**What you have to do**
Transcribe the listing exactly, from its first line through the line containing "[346,312,393,332]", with both of those lines included.

BEGIN Available records

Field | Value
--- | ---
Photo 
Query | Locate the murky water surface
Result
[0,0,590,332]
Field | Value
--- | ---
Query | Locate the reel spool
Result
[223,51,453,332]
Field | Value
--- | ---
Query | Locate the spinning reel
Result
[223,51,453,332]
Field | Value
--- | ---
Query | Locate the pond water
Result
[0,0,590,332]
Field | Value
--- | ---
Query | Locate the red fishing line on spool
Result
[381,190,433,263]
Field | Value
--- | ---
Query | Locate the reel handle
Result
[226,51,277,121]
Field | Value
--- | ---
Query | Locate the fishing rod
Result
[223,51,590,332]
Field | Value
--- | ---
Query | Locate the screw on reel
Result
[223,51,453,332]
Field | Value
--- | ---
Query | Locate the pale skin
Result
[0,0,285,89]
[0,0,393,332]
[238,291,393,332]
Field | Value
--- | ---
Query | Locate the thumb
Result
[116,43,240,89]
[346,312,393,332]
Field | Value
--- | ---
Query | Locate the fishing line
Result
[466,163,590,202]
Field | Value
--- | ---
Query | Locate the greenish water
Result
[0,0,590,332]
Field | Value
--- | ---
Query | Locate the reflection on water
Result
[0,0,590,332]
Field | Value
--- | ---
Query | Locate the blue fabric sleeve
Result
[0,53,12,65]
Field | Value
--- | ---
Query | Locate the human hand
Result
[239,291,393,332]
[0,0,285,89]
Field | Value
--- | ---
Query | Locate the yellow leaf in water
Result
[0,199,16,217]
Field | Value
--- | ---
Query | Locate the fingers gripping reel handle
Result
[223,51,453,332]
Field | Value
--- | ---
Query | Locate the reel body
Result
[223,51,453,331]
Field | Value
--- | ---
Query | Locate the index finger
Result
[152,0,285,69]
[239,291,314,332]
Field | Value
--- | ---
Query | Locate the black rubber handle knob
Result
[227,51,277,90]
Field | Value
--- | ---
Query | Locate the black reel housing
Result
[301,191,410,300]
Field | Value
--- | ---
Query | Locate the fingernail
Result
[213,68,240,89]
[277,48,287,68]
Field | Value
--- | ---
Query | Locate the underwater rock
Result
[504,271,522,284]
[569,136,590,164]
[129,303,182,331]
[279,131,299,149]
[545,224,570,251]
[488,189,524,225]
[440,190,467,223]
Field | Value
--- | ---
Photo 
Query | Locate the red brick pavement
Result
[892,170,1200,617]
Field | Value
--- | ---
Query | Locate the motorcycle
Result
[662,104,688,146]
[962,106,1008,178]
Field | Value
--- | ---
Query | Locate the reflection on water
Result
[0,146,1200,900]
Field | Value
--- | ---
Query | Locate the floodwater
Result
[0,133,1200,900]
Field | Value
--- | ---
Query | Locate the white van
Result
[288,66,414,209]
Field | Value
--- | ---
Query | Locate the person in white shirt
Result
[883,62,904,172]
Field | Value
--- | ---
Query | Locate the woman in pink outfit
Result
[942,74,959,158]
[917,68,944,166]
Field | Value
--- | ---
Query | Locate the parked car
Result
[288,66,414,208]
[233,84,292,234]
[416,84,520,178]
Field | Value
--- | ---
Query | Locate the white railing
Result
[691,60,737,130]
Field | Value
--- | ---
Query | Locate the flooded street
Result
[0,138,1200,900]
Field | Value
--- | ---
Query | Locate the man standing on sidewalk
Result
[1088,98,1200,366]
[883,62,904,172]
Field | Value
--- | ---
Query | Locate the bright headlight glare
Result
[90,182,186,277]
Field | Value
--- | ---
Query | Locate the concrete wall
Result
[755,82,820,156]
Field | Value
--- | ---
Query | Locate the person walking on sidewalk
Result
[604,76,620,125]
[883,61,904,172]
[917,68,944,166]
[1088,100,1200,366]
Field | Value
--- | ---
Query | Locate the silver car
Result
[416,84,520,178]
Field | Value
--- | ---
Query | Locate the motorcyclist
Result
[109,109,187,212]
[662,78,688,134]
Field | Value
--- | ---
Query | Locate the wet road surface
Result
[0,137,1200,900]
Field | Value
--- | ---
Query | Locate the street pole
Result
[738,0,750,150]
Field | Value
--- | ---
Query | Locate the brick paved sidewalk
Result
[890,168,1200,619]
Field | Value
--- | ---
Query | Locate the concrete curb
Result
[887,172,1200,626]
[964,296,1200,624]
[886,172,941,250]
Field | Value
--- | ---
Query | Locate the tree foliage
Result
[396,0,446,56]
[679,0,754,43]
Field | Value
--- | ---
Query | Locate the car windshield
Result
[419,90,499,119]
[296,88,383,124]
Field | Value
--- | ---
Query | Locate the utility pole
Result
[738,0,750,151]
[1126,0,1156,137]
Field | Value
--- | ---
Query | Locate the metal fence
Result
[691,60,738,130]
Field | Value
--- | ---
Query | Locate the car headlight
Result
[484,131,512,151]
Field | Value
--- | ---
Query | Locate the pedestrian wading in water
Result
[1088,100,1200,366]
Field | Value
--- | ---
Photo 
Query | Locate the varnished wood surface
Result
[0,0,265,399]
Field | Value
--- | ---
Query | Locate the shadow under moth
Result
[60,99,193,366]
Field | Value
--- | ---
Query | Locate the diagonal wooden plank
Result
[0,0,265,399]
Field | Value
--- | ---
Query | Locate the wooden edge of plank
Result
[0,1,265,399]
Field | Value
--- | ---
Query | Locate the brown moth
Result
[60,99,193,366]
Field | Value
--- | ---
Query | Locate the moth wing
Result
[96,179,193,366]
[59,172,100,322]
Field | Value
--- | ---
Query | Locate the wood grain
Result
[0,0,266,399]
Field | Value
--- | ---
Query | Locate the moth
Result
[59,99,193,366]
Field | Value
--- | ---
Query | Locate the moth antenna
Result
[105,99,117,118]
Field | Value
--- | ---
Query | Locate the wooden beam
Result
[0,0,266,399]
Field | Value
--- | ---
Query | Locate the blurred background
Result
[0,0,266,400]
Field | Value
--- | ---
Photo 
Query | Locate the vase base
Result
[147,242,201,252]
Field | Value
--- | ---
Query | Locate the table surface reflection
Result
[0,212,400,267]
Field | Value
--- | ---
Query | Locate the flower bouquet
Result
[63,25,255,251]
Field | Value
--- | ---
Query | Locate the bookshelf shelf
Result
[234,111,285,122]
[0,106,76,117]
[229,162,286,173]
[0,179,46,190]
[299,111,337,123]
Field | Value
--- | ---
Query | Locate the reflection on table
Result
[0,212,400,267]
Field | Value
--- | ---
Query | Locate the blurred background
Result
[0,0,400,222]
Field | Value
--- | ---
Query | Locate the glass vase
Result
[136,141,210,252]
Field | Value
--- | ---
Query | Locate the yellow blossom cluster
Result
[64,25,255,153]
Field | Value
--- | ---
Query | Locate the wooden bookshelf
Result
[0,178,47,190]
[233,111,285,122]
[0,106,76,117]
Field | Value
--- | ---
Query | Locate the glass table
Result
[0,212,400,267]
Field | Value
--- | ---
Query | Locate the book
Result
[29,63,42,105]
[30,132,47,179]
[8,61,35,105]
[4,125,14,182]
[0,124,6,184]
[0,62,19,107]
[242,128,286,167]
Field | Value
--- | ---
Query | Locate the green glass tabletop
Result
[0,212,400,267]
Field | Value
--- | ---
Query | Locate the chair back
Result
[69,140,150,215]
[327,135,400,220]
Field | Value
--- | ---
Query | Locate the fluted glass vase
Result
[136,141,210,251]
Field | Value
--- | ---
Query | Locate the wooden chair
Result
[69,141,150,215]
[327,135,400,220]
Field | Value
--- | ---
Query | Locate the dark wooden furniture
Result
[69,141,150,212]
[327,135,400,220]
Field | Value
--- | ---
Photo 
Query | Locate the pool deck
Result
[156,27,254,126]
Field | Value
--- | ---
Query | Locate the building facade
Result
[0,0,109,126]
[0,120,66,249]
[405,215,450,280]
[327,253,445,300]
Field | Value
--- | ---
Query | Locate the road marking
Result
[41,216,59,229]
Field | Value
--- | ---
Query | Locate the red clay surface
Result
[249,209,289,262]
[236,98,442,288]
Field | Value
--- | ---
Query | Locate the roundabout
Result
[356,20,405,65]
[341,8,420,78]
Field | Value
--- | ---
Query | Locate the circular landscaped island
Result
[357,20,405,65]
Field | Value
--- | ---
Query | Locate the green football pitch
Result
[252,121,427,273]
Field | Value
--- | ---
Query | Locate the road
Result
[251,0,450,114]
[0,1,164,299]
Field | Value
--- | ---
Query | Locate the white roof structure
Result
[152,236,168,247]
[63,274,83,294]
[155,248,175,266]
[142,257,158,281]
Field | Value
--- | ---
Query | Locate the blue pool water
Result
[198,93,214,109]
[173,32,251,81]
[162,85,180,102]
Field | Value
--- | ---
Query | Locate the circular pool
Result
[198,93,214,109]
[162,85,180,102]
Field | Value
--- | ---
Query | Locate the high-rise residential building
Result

END Available records

**Expected answer**
Field | Value
--- | ---
Photo 
Query | Locate the murky water surface
Result
[0,0,590,332]
Field | Value
--- | ---
Query | Locate the reel spool
Result
[223,51,453,332]
Field | Value
--- | ---
Query | Locate the spinning reel
Result
[223,51,453,332]
Field | Value
--- | ---
Query | Locate the pond water
Result
[0,0,590,332]
Field | Value
--- | ---
Query | Locate the red fishing line on spool
Result
[381,190,433,263]
Field | Value
--- | ---
Query | Locate the reel handle
Result
[226,51,277,121]
Field | Value
--- | ---
Query | Locate the fishing rod
Result
[223,51,590,332]
Field | Value
--- | ---
Query | Locate the screw on reel
Result
[223,51,453,332]
Field | Value
--- | ---
Query | Locate the pale skin
Result
[0,0,285,89]
[0,0,393,332]
[238,291,393,332]
Field | Value
--- | ---
Query | Locate the thumb
Result
[116,43,240,89]
[346,312,393,332]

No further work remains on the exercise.